• [What is needed]:
All the data below goes into the copy word for word, but the pictures don't.

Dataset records
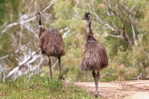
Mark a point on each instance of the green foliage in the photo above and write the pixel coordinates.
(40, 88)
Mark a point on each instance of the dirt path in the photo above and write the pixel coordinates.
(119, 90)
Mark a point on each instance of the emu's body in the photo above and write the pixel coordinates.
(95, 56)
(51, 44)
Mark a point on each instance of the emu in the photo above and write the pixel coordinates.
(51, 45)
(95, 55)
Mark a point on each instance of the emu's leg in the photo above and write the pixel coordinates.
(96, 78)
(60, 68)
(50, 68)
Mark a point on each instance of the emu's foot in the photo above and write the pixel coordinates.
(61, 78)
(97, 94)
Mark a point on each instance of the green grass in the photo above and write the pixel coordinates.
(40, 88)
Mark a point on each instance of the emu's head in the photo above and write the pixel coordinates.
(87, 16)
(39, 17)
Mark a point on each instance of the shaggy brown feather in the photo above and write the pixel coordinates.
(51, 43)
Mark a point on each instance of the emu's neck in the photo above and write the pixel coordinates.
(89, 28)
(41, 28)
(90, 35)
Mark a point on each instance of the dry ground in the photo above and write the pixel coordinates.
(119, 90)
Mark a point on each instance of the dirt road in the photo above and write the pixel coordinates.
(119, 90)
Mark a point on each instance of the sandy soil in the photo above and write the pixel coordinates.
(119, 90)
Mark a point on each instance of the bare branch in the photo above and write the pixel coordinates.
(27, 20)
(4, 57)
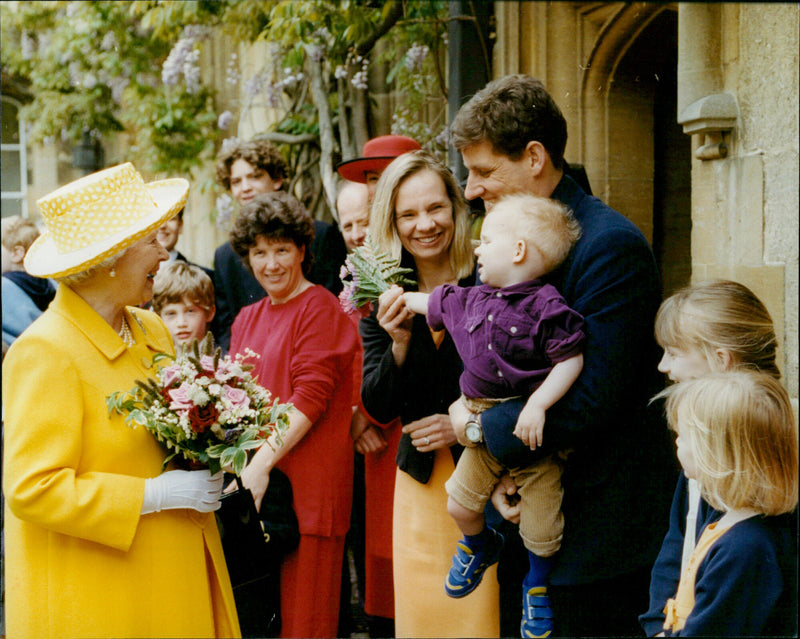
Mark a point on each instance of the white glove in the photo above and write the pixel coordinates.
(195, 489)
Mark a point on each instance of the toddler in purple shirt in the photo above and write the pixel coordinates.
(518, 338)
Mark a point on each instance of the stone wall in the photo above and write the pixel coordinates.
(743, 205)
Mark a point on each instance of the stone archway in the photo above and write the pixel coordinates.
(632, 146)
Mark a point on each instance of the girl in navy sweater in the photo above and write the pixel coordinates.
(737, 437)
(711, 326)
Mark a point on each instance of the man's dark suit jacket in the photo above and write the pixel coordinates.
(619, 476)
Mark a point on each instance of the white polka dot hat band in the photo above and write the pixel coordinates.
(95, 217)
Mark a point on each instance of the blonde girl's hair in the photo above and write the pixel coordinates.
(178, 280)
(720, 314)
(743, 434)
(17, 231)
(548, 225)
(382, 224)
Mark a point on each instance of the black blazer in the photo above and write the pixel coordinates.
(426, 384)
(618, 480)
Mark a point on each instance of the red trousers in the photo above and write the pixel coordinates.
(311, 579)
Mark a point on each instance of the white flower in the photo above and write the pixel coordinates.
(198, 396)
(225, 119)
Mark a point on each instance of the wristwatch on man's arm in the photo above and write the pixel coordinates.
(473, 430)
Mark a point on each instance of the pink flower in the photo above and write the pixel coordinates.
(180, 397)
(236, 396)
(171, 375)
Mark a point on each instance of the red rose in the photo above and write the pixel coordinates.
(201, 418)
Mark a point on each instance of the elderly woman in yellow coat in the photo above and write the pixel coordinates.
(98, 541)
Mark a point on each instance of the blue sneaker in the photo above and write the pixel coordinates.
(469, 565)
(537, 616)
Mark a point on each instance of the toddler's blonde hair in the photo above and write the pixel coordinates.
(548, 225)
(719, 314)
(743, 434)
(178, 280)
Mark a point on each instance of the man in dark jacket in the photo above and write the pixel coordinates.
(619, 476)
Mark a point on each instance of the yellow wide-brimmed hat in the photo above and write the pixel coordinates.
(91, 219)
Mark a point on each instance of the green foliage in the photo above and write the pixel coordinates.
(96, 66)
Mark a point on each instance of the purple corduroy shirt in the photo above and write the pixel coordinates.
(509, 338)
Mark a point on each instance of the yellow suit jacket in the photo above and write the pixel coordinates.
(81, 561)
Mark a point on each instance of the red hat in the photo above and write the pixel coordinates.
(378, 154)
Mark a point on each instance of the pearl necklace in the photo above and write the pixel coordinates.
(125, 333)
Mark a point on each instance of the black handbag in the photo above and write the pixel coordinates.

• [Result of this task]:
Mark a point on each instance of the green foliage in the photo above and write the pixel coordinates.
(40, 88)
Mark a point on each instance of the dirt path in the photo above and write the pixel coordinates.
(119, 90)
Mark a point on each instance of the emu's body in the photo above and write the pixel coordinates.
(95, 56)
(51, 44)
Mark a point on each instance of the emu in the photo above and write the pixel coordinates.
(51, 45)
(95, 55)
Mark a point on each instance of the emu's leg in the photo above and write the pixel coordinates.
(96, 78)
(60, 68)
(50, 68)
Mark a point on each instance of the emu's foot in the photo above and write the pixel coordinates.
(61, 78)
(97, 94)
Mark a point on each instance of the green grass in the photo above and write the pixel coordinates.
(40, 88)
Mark a point on each instance of the emu's head in the photo above and write the pixel coordinates.
(87, 16)
(39, 17)
Mark a point on each instance of the shaggy brown feather in the photo above and write the pixel coordinates.
(51, 43)
Mark a point on each instance of the emu's neck in the photo above and write the pixel coordinates.
(89, 28)
(41, 28)
(90, 35)
Mark a point on each instance of the dry ground in the photo above and write the pixel coordinates.
(119, 90)
Mark a point on each instance of the dirt road in the photo above and write the pixel coordinates.
(119, 90)
Mark a point on each instance of the sandy soil in the photo above and write the pixel coordinates.
(119, 90)
Mark a point on each instance of the bare branch in the photo above and write the pixel coordinates.
(27, 20)
(4, 57)
Mark a point on each instance of the white glove in the photo above and write the pixel coordinates.
(195, 489)
Mark a point on each instance of the toddler in purple shirt in the photo above and write the pixel coordinates.
(518, 338)
Mark a point on each instance of the stone wall in the photo above and write the pixel coordinates.
(743, 205)
Mark a point on each instance of the stone archway in the photo above and write the pixel coordinates.
(632, 146)
Mark a point on each instance of the girl in navy sweater in the photo above and write the pixel coordinates.
(737, 437)
(711, 326)
Mark a point on each instance of the man's dark suit jacket in the photo above and write the pixel coordinates.
(619, 476)
Mark a point on each instance of the white polka dot hat band in the photo above and write the pixel coordinates.
(95, 217)
Mark a point on each instance of the blonde girl's hair in the photo above and write the pixel coordinates.
(178, 280)
(720, 314)
(743, 434)
(17, 231)
(548, 225)
(382, 224)
Mark a point on each instance of the black blazer in the photo above and write the pixel coordinates.
(426, 384)
(618, 480)
Mark a point on each instance of the red trousers in the photo above and write the pixel coordinates.
(311, 579)
Mark a point on each instance of the white flower in the photo above and write the pixel coordinates.
(198, 396)
(225, 119)
Mark a point on each instance of the wristwatch on man's arm in the photo above and write the pixel coordinates.
(473, 430)
Mark a point on each instance of the pink flower in the photo above and write the pixel coordinates.
(180, 397)
(236, 396)
(171, 375)
Mark a point on each instance of the red rose in the photo above and write the pixel coordinates.
(201, 418)
Mark a point on each instance of the elderly woman in yellow coat in the photo above and write the pixel coordinates.
(98, 541)
Mark a point on each instance of the blue sneaker in the photo above and write the pixel coordinates.
(469, 565)
(537, 616)
Mark a point on each instance of the toddler's blonde hair in the photo above and write the pixel coordinates.
(548, 225)
(719, 314)
(743, 434)
(178, 280)
Mark a point on each instance of the man in dark jacket in the photo above and write the pixel coordinates.
(619, 476)
Mark a point on each instance of the yellow wide-brimmed hat in the photo above and write the pixel coordinates.
(91, 219)
Mark a point on each instance of the green foliage in the photo above and write the pixel coordinates.
(96, 66)
Mark a point on each instance of the purple corduroy shirt in the photo above and write the pixel coordinates.
(509, 338)
Mark a point on each instance of the yellow suit jacket in the photo above and write the pixel coordinates.
(81, 561)
Mark a point on each instance of the red hat in the photo above and write the pixel coordinates.
(378, 154)
Mark a point on each instance of the pearl necklace in the photo above and write the pixel coordinates.
(125, 333)
Mark a point on each instance of the black handbag in the photo above and write the pixel coordinates.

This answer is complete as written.